* _Problem to work on_:
Reproduce every line of the data below word for word, changing nothing.

* _Data for processing_:

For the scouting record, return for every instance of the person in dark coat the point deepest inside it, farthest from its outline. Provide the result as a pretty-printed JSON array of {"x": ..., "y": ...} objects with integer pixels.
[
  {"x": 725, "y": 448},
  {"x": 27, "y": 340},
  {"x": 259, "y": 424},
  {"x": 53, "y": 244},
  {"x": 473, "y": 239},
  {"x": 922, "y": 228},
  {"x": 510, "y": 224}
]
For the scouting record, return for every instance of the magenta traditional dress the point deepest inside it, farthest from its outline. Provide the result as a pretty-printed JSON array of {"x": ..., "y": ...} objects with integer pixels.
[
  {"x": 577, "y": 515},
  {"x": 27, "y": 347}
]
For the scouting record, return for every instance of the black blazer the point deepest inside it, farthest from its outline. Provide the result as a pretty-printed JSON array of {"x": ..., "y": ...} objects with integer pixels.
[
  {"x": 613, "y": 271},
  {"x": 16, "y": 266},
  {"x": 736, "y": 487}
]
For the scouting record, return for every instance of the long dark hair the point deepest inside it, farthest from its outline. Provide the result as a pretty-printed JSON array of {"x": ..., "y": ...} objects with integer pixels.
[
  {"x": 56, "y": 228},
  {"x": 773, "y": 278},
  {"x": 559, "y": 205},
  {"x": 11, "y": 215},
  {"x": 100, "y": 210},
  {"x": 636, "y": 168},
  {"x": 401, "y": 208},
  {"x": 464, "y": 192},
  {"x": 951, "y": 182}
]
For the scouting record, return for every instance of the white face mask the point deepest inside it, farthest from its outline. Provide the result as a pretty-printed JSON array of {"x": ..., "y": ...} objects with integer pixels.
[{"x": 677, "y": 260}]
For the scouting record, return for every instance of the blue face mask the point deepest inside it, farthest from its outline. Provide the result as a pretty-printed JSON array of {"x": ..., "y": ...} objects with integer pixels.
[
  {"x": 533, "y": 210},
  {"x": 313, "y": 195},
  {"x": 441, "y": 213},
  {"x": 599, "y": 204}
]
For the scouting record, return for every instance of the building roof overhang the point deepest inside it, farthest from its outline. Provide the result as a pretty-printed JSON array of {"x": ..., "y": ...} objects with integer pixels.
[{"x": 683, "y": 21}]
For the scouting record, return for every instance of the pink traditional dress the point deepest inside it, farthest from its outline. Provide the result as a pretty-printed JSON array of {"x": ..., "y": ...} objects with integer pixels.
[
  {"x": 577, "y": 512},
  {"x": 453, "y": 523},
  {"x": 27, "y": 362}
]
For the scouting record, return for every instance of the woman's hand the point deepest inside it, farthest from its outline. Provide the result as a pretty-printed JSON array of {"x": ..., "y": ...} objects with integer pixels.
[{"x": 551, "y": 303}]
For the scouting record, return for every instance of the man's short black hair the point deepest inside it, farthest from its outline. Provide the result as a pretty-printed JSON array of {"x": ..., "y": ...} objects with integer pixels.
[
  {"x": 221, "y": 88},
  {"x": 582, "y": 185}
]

* _Reply to the exercise_:
For the scouting record, return for every instance of the person in dark coat the point deepest inside it, farthest from its outline. Provide the result as a pretty-printed JSON array of {"x": ..., "y": ...} objects with integer pixels.
[
  {"x": 725, "y": 448},
  {"x": 27, "y": 340},
  {"x": 259, "y": 424},
  {"x": 53, "y": 244},
  {"x": 473, "y": 239},
  {"x": 922, "y": 228},
  {"x": 510, "y": 224}
]
For the scouting record, return for every instance of the magenta traditional dress the point deepest inside it, farthest from its outline. Provide the result as a pretty-printed JSON array of {"x": ..., "y": ...} objects with integer pixels.
[
  {"x": 577, "y": 515},
  {"x": 27, "y": 347}
]
For the scouting record, return for every instance of the black blazer the point deepest inside it, farthest from its outline. Provide the result as a pretty-printed JSON array of {"x": ..., "y": ...} objects with integer pixels.
[
  {"x": 613, "y": 271},
  {"x": 16, "y": 266},
  {"x": 736, "y": 487}
]
For the scouting record, return for every instance of the long dark hair the point deepest inside it, farthest from its outline. Provide the result as a pretty-printed JSON array of {"x": ..., "y": ...} objects with integer pixels.
[
  {"x": 56, "y": 228},
  {"x": 773, "y": 278},
  {"x": 559, "y": 205},
  {"x": 11, "y": 215},
  {"x": 100, "y": 210},
  {"x": 636, "y": 168},
  {"x": 401, "y": 208},
  {"x": 464, "y": 192},
  {"x": 951, "y": 182}
]
For the scouting record, return for every instance of the white face mask the point deepest inside it, farthest from its outline. Provide the result as a pretty-printed JSON array of {"x": ..., "y": ...} objects with integer pixels.
[{"x": 677, "y": 260}]
For the scouting record, return for every instance of the blue face mask the point deepest inside it, farthest from its outline. Provide the result as a pretty-printed JSON array of {"x": ..., "y": ...} objects with integer pixels.
[
  {"x": 533, "y": 210},
  {"x": 313, "y": 195},
  {"x": 441, "y": 213},
  {"x": 599, "y": 204}
]
For the scouting record, return for every instance of the building roof overhang the point deepest inside it, farthest from its outline. Provide the result as a pretty-printed JSON array of {"x": ..., "y": ...} objects with integer pixels.
[{"x": 683, "y": 21}]
For the scouting record, return for every instance of the pink traditional dress the point deepest inside it, farthest from its outline. Provide the result as a pretty-printed JSON array of {"x": ..., "y": ...} objects with integer pixels.
[
  {"x": 577, "y": 512},
  {"x": 453, "y": 523},
  {"x": 27, "y": 362}
]
For the scouting record, return for every instance of the woman's hand the point deepest inside it, farthest from its outline. Provide the result as a pretty-printed JSON array of {"x": ..., "y": ...} objects with integer pixels.
[{"x": 551, "y": 303}]
For the scouting record, return for every instance of the man's short black hair the point deepest inside it, farthest from its outline. Provide the result as a pretty-printed JSON array of {"x": ..., "y": ...} objects with integer pixels.
[
  {"x": 221, "y": 88},
  {"x": 582, "y": 185}
]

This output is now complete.